06/24/2021 by Stacy W. Kish

Gleise 1132 b is an exoplanet in the constellation Vela, about 40 light-years away from Earth. Credit: NASA, ESA, and R. Hurt (IPAC/Caltech)

Researchers have long been curious about how atmospheres on rocky exoplanets might evolve. The evolution of our own atmosphere is one model: Earth’s primordial atmosphere was rich in hydrogen and helium, but our planet’s gravitational grip was too weak to prevent these lightest of elements from escaping into space. Researchers want to know whether the atmospheres on Earth-like exoplanets experience a similar evolution.

By analyzing spectroscopic data taken by the Hubble Space Telescope, Mark Swain and his team were able to describe one scenario for atmospheric evolution on Gliese 1132 b (GJ 1132 b), a rocky exoplanet similar in size and density to Earth. In a new study published in the Astronomical Journal, Swain and his colleagues suggest that GJ 1132 b has restored its hydrogen-rich atmosphere after having lost it early in the exoplanet’s history.

“Small terrestrial planets, where we might find life outside of our solar system, are profoundly impacted by atmosphere loss,” said Swain, a research scientist at the NASA Jet Propulsion Laboratory (JPL) in Pasadena, Calif. “We have no idea how common atmospheric restoration is, but it is going to be important in the long-term study of potential habitable worlds.”

The Atmosphere Conundrum

GJ 1132 b closely orbits the red dwarf Gliese 1132, about 40 light-years away from Earth in the constellation Vela. Using Hubble’s Wide Field Camera 3, Swain and his team gathered transmission spectrum data as the planet transited in front of the star four times. They checked for the presence of an atmosphere with a tool called Exoplanet Calibration Bayesian Unified Retrieval Pipeline (EXCALIBUR). To their surprise, they detected an atmosphere on GJ 1132 b—one with a remarkable composition.

“Atmosphere can come back, but we were not expecting to find the second atmosphere rich in hydrogen,” said Raissa Estrela, a postdoctoral fellow at JPL and a contributing author on the paper. “We expected a heavier atmosphere, like the nitrogen-rich one on Earth.”
^^^^
THINGS TO DO »
A. Answer these questions using the GJ 1132 b article above:
(i) In which journal was the new study published?
(ii) How many times did the planet transit in front of its star while Swain's team gathered data?
(iii) What kind of atmosphere did Raissa Estrela say the researchers had expected to find?
B. Quote the part of the GJ 1132 b article starting with "GJ 1132 b closely" and going on through "a remarkable composition.".
C. Write the next few paragraphs of the GJ 1132 b article, picking up after its final sentence.
^^^^
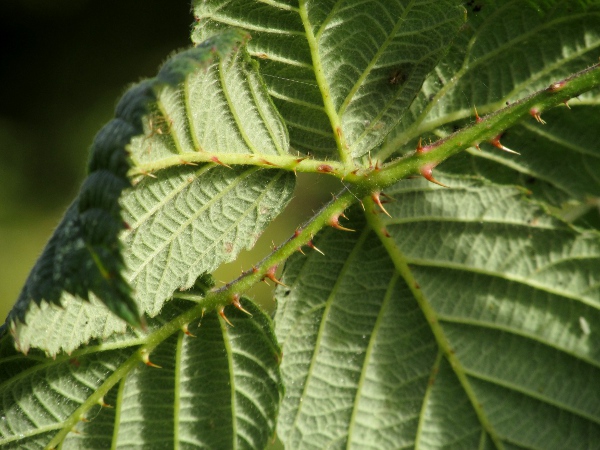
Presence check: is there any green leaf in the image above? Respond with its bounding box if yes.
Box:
[276,178,600,449]
[8,31,295,355]
[0,299,282,449]
[378,0,600,203]
[193,0,464,160]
^^^^
ANSWERS »
A.
(i) The Astronomical Journal.
(ii) Four times.
(iii) A heavier atmosphere, like the nitrogen-rich one on Earth.

B.
GJ 1132 b closely orbits the red dwarf Gliese 1132, about 40 light-years away from Earth in the constellation Vela. Using Hubble’s Wide Field Camera 3, Swain and his team gathered transmission spectrum data as the planet transited in front of the star four times. They checked for the presence of an atmosphere with a tool called Exoplanet Calibration Bayesian Unified Retrieval Pipeline (EXCALIBUR). To their surprise, they detected an atmosphere on GJ 1132 b—one with a remarkable composition.

C.
To explain the presence of hydrogen in the atmosphere, researchers considered the evolution of the exoplanet’s surface, including possible volcanic activity. Like early Earth, GJ 1132 b was likely initially covered by magma. As such planets age and cool, denser substances sink down to the core and mantle and lighter substances solidify as crust and create a rocky surface.

Swain and his team proposed that a portion of GJ 1132 b’s primordial atmosphere, rather than being lost to space, was absorbed by its magmatic sea before the exoplanet’s interior differentiated. As the planet aged, its thin crust would have acted as a cap on the hydrogen-infused mantle below. If tidal heating prevented the mantle from crystallizing, the trapped hydrogen would escape slowly through the crust and continually resupply the emerging atmosphere.

“This may be the first paper that explores an observational connection between the atmosphere of a rocky exoplanet and some of the [contributing] geologic processes,” said Swain. “We were able to make a statement that there is outgassing [that has been] more or less ongoing because the atmosphere is not sustainable. It requires replenishment.”

The Hydrogen Controversy

“I find the idea of a hydrogen-dominated atmosphere to be a really implausible story,” said Raymond Pierrehumbert, Halley Professor of Physics at the University of Oxford in the United Kingdom, who did not contribute to the study.

Pierrehumbert pointed to a preprint article from a team of scientists led by Lorenzo V. Mugnai, a Ph.D. student in astrophysics at Sapienza University of Rome. Mugnai’s team examined the same data from GJ 1132 b as Swain’s did, but did not identify a hydrogen-rich atmosphere.

According to Pierrehumbert, the devil is in the details of how the data were analyzed. Most notably, Mugnai’s team used different software (Iraclis) to analyze the Hubble transit data. Later, Mugnai and his group repeated their analysis using another set of tools (Calibration of Transit Spectroscopy Using Causal Data, or CASCADe) when they saw how profoundly different their findings were.

“We used two different software programs to analyze the space telescope data,” said Mugnai. “Both of them lead us to the same answer; it’s different from the one found in [Swain’s] work.”

Another preprint article, by a team led by University of Colorado graduate student Jessica Libby-Roberts, supported Mugnai’s findings. That study, which also used the Iraclis pipeline, ruled out the presence of a cloud-free, hydrogen- or helium-dominated atmosphere on GJ 1132 b. The analysis did not negate an atmosphere on the planet, just one detectable by Hubble (i.e., hydrogen-rich). This group proposed a secondary atmosphere with a high metallicity (similar to Venus), an oxygen-dominated atmosphere, or perhaps no atmosphere at all.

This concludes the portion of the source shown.